■ PROBLEM ■
Write the records below as a JSON list of strings with one string per line, leaving out any blank lines.

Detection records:
------------------------------------------------------------

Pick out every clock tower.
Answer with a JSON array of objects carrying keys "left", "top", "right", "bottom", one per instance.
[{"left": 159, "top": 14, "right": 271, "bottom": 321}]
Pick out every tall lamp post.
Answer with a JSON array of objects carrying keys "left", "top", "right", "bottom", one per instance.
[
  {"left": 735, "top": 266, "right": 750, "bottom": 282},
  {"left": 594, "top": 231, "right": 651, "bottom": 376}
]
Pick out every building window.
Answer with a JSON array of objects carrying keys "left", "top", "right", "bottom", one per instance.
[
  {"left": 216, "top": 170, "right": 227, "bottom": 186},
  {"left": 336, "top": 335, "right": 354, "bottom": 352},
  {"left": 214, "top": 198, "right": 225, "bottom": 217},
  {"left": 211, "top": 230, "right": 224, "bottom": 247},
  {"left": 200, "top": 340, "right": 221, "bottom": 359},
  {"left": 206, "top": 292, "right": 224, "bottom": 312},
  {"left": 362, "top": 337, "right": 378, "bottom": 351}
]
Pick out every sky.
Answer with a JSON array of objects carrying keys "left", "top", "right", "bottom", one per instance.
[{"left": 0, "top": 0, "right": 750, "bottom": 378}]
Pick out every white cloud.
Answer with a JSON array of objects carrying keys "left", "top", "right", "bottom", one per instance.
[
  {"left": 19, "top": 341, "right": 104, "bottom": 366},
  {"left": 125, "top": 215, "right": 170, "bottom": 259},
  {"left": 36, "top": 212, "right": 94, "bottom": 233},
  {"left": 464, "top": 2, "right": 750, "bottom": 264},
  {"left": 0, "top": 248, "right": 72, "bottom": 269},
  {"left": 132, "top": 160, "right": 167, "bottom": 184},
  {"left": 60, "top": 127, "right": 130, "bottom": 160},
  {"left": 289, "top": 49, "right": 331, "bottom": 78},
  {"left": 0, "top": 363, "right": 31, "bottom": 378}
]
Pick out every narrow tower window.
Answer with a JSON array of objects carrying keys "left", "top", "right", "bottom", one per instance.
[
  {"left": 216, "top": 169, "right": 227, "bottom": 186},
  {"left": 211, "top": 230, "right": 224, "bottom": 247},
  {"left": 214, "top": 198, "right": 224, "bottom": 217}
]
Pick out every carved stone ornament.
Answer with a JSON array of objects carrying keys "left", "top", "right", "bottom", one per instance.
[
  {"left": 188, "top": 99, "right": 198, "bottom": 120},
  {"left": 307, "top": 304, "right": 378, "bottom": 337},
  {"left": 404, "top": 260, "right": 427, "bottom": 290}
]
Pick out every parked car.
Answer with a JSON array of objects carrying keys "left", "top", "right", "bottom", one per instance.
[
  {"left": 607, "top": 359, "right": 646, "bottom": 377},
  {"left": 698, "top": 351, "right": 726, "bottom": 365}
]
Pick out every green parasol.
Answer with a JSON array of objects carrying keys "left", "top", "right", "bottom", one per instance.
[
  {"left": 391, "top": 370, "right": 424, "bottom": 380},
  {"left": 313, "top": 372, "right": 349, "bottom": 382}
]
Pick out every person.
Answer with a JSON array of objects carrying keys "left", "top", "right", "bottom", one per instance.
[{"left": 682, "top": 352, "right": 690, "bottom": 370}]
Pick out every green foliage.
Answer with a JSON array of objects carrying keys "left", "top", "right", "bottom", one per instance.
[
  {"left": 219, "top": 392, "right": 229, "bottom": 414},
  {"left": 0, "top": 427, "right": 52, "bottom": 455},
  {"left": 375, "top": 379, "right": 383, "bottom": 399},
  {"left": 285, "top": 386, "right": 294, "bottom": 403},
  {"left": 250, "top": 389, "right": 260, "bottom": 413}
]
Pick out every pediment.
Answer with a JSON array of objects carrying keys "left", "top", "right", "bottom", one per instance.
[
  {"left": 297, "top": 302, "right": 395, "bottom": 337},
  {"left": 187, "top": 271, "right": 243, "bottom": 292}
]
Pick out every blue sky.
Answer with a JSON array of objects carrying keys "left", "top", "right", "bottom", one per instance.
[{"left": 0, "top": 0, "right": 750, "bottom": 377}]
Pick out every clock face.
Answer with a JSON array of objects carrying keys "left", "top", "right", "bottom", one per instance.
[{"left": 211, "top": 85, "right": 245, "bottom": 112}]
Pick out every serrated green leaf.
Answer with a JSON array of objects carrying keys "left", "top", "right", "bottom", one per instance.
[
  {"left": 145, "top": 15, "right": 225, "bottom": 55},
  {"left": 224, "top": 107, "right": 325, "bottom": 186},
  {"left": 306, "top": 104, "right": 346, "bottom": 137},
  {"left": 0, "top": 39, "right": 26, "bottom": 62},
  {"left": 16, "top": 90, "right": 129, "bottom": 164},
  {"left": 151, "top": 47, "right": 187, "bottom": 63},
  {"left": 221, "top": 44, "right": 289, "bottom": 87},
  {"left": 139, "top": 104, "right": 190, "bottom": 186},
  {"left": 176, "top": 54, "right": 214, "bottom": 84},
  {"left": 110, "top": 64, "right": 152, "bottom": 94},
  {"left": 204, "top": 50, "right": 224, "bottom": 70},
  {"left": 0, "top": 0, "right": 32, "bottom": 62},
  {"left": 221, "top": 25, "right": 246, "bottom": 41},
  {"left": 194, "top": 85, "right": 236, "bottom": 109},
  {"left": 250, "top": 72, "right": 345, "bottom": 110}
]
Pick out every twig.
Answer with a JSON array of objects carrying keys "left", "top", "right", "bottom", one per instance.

------------------------------------------------------------

■ COMPLETE ANSWER ■
[
  "Pick out every clock tower.",
  "Answer with a JSON array of objects carrying keys \"left\", \"top\", \"right\", \"bottom\", one per instance.",
  "[{\"left\": 159, \"top\": 14, \"right\": 271, \"bottom\": 321}]",
  "Pick out every tall lamp post.",
  "Answer with a JSON array of objects carrying keys \"left\", \"top\", \"right\", \"bottom\", one per instance.",
  "[",
  "  {\"left\": 735, \"top\": 266, \"right\": 750, \"bottom\": 282},",
  "  {\"left\": 594, \"top\": 231, \"right\": 651, \"bottom\": 376}",
  "]",
  "Pick out every building window.",
  "Answer with a JSON array of objects carrying keys \"left\", \"top\", \"right\", \"bottom\", one per instance.",
  "[",
  "  {\"left\": 216, \"top\": 170, \"right\": 227, \"bottom\": 186},",
  "  {\"left\": 336, \"top\": 335, \"right\": 354, \"bottom\": 352},",
  "  {\"left\": 214, \"top\": 198, \"right\": 225, \"bottom\": 217},",
  "  {\"left\": 211, \"top\": 230, \"right\": 224, \"bottom\": 247},",
  "  {\"left\": 200, \"top\": 340, \"right\": 221, \"bottom\": 359},",
  "  {\"left\": 206, \"top\": 292, \"right\": 224, \"bottom\": 312},",
  "  {\"left\": 362, \"top\": 337, \"right\": 378, \"bottom\": 351}",
  "]",
  "Pick out every sky.",
  "Answer with a JSON array of objects carrying keys \"left\", \"top\", \"right\", \"bottom\", one per instance.",
  "[{\"left\": 0, \"top\": 0, \"right\": 750, \"bottom\": 378}]",
  "Pick out every white cloud.",
  "Answer with a JSON array of objects carrying keys \"left\", \"top\", \"right\", \"bottom\", one per instance.",
  "[",
  "  {\"left\": 19, \"top\": 341, \"right\": 104, \"bottom\": 366},",
  "  {\"left\": 125, \"top\": 215, \"right\": 170, \"bottom\": 259},",
  "  {\"left\": 36, \"top\": 212, \"right\": 94, \"bottom\": 233},",
  "  {\"left\": 464, \"top\": 2, \"right\": 750, \"bottom\": 264},",
  "  {\"left\": 0, \"top\": 248, \"right\": 72, \"bottom\": 269},",
  "  {\"left\": 132, \"top\": 160, \"right\": 167, \"bottom\": 184},",
  "  {\"left\": 60, \"top\": 127, \"right\": 130, \"bottom\": 160},",
  "  {\"left\": 289, \"top\": 49, \"right\": 331, \"bottom\": 78},",
  "  {\"left\": 0, \"top\": 363, \"right\": 31, \"bottom\": 378}",
  "]",
  "Pick out every narrow tower window.",
  "Answer with a JSON array of objects carrying keys \"left\", \"top\", \"right\", \"bottom\", one per instance.",
  "[",
  "  {\"left\": 216, \"top\": 169, \"right\": 227, \"bottom\": 186},",
  "  {\"left\": 211, \"top\": 230, \"right\": 224, \"bottom\": 247},",
  "  {\"left\": 214, \"top\": 198, \"right\": 224, \"bottom\": 217}",
  "]",
  "Pick out every carved stone ornament.",
  "Answer with a JSON array of objects carrying keys \"left\", \"top\", \"right\", \"bottom\", one per instance.",
  "[",
  "  {\"left\": 188, \"top\": 99, \"right\": 198, \"bottom\": 120},",
  "  {\"left\": 307, \"top\": 304, \"right\": 378, \"bottom\": 337},",
  "  {\"left\": 404, \"top\": 260, \"right\": 427, \"bottom\": 290}",
  "]",
  "Pick out every parked car.",
  "Answer with a JSON array of objects carrying keys \"left\", \"top\", \"right\", \"bottom\", one per instance.",
  "[",
  "  {\"left\": 607, \"top\": 359, \"right\": 646, \"bottom\": 377},",
  "  {\"left\": 698, \"top\": 351, \"right\": 726, \"bottom\": 365}",
  "]",
  "Pick out every green parasol.",
  "Answer with a JSON array of objects carrying keys \"left\", \"top\", \"right\", \"bottom\", one per instance.",
  "[",
  "  {\"left\": 391, \"top\": 370, \"right\": 424, \"bottom\": 380},",
  "  {\"left\": 313, \"top\": 372, \"right\": 349, \"bottom\": 382}",
  "]",
  "Pick out every person.",
  "Answer with a JSON array of objects carrying keys \"left\", \"top\", \"right\", \"bottom\", one per instance.",
  "[{\"left\": 682, \"top\": 352, \"right\": 690, \"bottom\": 370}]",
  "Pick out every green foliage.",
  "Answer with a JSON array of objects carrying keys \"left\", \"top\", \"right\", \"bottom\", one per instance.",
  "[",
  "  {\"left\": 219, \"top\": 392, \"right\": 229, \"bottom\": 414},",
  "  {\"left\": 0, \"top\": 427, \"right\": 52, \"bottom\": 455},",
  "  {\"left\": 375, \"top\": 379, \"right\": 383, \"bottom\": 399},",
  "  {\"left\": 285, \"top\": 386, \"right\": 294, \"bottom\": 403},",
  "  {\"left\": 250, \"top\": 389, \"right\": 260, \"bottom\": 413}",
  "]",
  "Pick out every pediment.",
  "Answer with a JSON array of objects carrying keys \"left\", \"top\", \"right\", \"bottom\", one per instance.",
  "[",
  "  {\"left\": 297, \"top\": 302, \"right\": 395, \"bottom\": 337},",
  "  {\"left\": 187, \"top\": 271, \"right\": 243, \"bottom\": 292}",
  "]",
  "Pick out every blue sky.",
  "Answer with a JSON array of objects carrying keys \"left\", \"top\", \"right\", \"bottom\", one per instance.",
  "[{\"left\": 0, \"top\": 0, \"right\": 750, \"bottom\": 377}]",
  "Pick out every clock face.",
  "Answer with a JSON array of objects carrying keys \"left\", \"top\", \"right\", \"bottom\", one per instance.",
  "[{\"left\": 211, \"top\": 85, \"right\": 245, \"bottom\": 112}]",
  "Pick out every serrated green leaf.",
  "Answer with a JSON array of objects carrying keys \"left\", \"top\", \"right\", \"bottom\", one per instance.",
  "[",
  "  {\"left\": 145, \"top\": 15, \"right\": 225, \"bottom\": 55},",
  "  {\"left\": 224, \"top\": 107, \"right\": 325, \"bottom\": 186},",
  "  {\"left\": 306, \"top\": 104, \"right\": 346, \"bottom\": 137},",
  "  {\"left\": 0, \"top\": 39, \"right\": 26, \"bottom\": 62},",
  "  {\"left\": 16, \"top\": 90, \"right\": 129, \"bottom\": 164},",
  "  {\"left\": 151, \"top\": 47, \"right\": 187, \"bottom\": 63},",
  "  {\"left\": 221, \"top\": 44, \"right\": 289, \"bottom\": 87},",
  "  {\"left\": 139, \"top\": 104, \"right\": 190, \"bottom\": 186},",
  "  {\"left\": 176, \"top\": 54, \"right\": 214, \"bottom\": 84},",
  "  {\"left\": 110, \"top\": 64, \"right\": 152, \"bottom\": 94},",
  "  {\"left\": 204, \"top\": 50, \"right\": 224, \"bottom\": 70},",
  "  {\"left\": 0, \"top\": 0, \"right\": 32, \"bottom\": 62},",
  "  {\"left\": 221, \"top\": 25, \"right\": 246, \"bottom\": 41},",
  "  {\"left\": 194, \"top\": 85, \"right\": 236, \"bottom\": 109},",
  "  {\"left\": 250, \"top\": 72, \"right\": 345, \"bottom\": 110}",
  "]",
  "Pick out every twig.",
  "Answer with a JSON array of objects carrying keys \"left\", \"top\", \"right\", \"bottom\", one per instance."
]